▶ PARTS OF THE EXERCISE
(a) From the passage on the Mandeville Techniques, extract the text verbatim: begin at the words "In trying times, we" and stop after the words "makes Mandeville special?".
(b) Decide whether each statement agrees with the passage on the Mandeville Techniques, answering yes or no and quoting the words of the passage that settle it: (i) Mandeville in its project-specific form has two goals. (ii) Asking a client "What is your budget for this project?" is presented as a way to build trust. (iii) After "Mystery Words" are identified, clarifying follow-on questions should be non-physical.

Many firms state a goal of being a “Trusted Advisor” to their clients.  “Walking the Talk” is usually more difficult and energy consuming than “Talking the Talk.”  But – it’s also where you arrive at the real essence of The Mandeville Techniques.

Mandeville, in its project-specific form, has two goals:

1.    Identifying client goals & concerns, as a foundation for ensuing proposals and presentations, so you win the contract to do the project.

2.    Cultivating a genuine trust relationship with your client.

Once we’re working on the project, however, our dominant focus tends to be on the project, not the client.  Our “metrics” involved utilization rates, project profitability, technical excellence, adhering to project budgets and schedules, etc.  If a client seems upset about something, we’re quick to move in and work to correct a situation.  But most of us:

1.    Do not garner candid feedback throughout each project, start to finish, as a natural course in building a true “caring relationship.”

2.    Focus on projects – current, past and future projects – and not on the client … as a person.

Given today’s economic climate, many clients are frightened …

•    Developers are wondering when their market may return, if at all, and whether or not they can survive until that happens.

•    Employees of state agencies know their states are likely to have budget cuts – even severe budget cuts – and that their jobs may be in jeopardy.  Many people who opt to work for government tend to be lower risk takers, so that layoff potential is a traumatic-level fear.

•    Many municipalities have budget deficits – and the prospect of even greater deficits – which may leave their employees, for the first time, in a position of uncertainty … and fear.

In trying times, we all need someone with a voice that’s clear, helpful, and wise … and can give us a greater sense of confidence in ourselves.  Many of our clients are looking for such a “trusted source of wise counsel” – now.  And that has nothing to do with whether or not they’re working with you on one project or another.  So …

Enter “The Mandeville Techniques.”

Many “listening skills” approaches exist;  what makes Mandeville special?

•    In any of its versions, begin with the least personal questions and evolve to the more personal.  If a question is too personal for the relationship – such as “What kind of projects are coming up?” or “What is your budget for this project?” – you destroy trust.  But, if you never ask a personal question, it’s also a sign that you don’t really care.  It’s akin to the car salesman who asks, “What’s it going to take to put you in that Pontiac?” They care about the sale, but not about us.

•    Once you identify “Mystery Words,” clarifying follow-on questions need to be non-physical.  Rather than, “You mentioned a concern about your budget, what is your budget?” shift to “ … what is your concern about your budget?” Knowing a number does nothing for a relationship.  Knowing what keeps your client awake at night – or goals your client is committed to achieve – puts us in a position to be incredibly responsive.  The question, itself, shows real caring.

•    When you ask about major trends affecting your client – using the “Market Interview” form – you’re demonstrating that you care … even if there’s no specific project or revenue stream;  it’s not self-serving.  When we’re helpful when there is no project, we care.  If your clients are feeling fearful, now is the perfect time to become a “trusted advisor.”  When market conditions change, clients consistently support people who supported them during trying times.

(Part of a data file)

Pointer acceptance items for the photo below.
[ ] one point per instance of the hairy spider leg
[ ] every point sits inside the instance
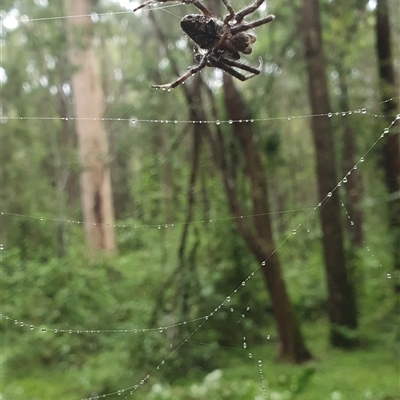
(231, 14)
(241, 65)
(248, 10)
(196, 3)
(226, 64)
(221, 65)
(193, 70)
(250, 25)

▶ SOLUTIONS TO THE TASKS
(a)
In trying times, we all need someone with a voice that’s clear, helpful, and wise … and can give us a greater sense of confidence in ourselves.  Many of our clients are looking for such a “trusted source of wise counsel” – now.  And that has nothing to do with whether or not they’re working with you on one project or another.  So …

Enter “The Mandeville Techniques.”

Many “listening skills” approaches exist;  what makes Mandeville special?

(b)
(i) Yes: "Mandeville, in its project-specific form, has two goals:"
(ii) No: "“What is your budget for this project?” – you destroy trust."
(iii) Yes: "Once you identify “Mystery Words,” clarifying follow-on questions need to be non-physical."